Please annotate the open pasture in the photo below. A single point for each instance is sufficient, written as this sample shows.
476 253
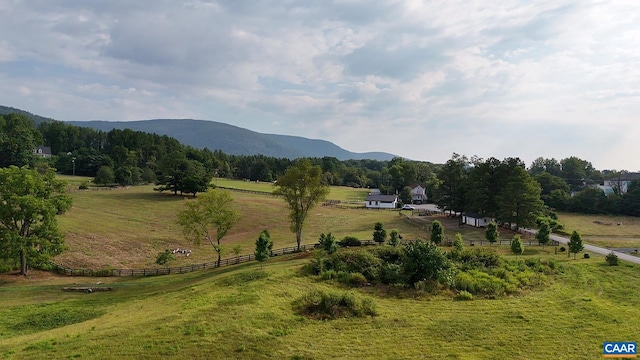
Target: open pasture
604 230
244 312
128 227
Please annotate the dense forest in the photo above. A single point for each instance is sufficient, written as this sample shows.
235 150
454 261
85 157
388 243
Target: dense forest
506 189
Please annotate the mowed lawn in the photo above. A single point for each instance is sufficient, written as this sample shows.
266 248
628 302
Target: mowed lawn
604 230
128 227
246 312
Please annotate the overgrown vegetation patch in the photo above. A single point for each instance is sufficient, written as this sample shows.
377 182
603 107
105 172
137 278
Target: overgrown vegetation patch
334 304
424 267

* * *

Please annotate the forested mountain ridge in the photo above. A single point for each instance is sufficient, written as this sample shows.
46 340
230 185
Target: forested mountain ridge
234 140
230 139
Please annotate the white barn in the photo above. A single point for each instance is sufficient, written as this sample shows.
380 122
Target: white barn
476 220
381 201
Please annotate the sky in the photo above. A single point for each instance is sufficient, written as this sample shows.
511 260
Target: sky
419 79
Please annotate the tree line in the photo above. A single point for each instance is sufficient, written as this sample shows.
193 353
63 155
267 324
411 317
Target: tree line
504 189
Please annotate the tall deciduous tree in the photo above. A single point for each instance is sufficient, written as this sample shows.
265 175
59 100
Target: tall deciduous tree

**WHAT YOU NEED TO DO**: Can you present the stretch of lines from the one containing "Please annotate the tree" through the one containing "Target: tall deciduous tree", both included, as a numbered list with any blank lines dropped?

**RESPONSE BELOW**:
1. Please annotate the tree line in the photo above. A single point for each instance is sufficient, written as this sample shows.
2. 193 353
3. 63 155
4. 267 324
5. 411 317
6. Target: tree line
7. 504 189
8. Please annotate the tall deciduous tree in the photo above. A single point for each instance is sufficient, written as this sample shows.
9. 265 175
10. 59 100
11. Target: tall deciduous tree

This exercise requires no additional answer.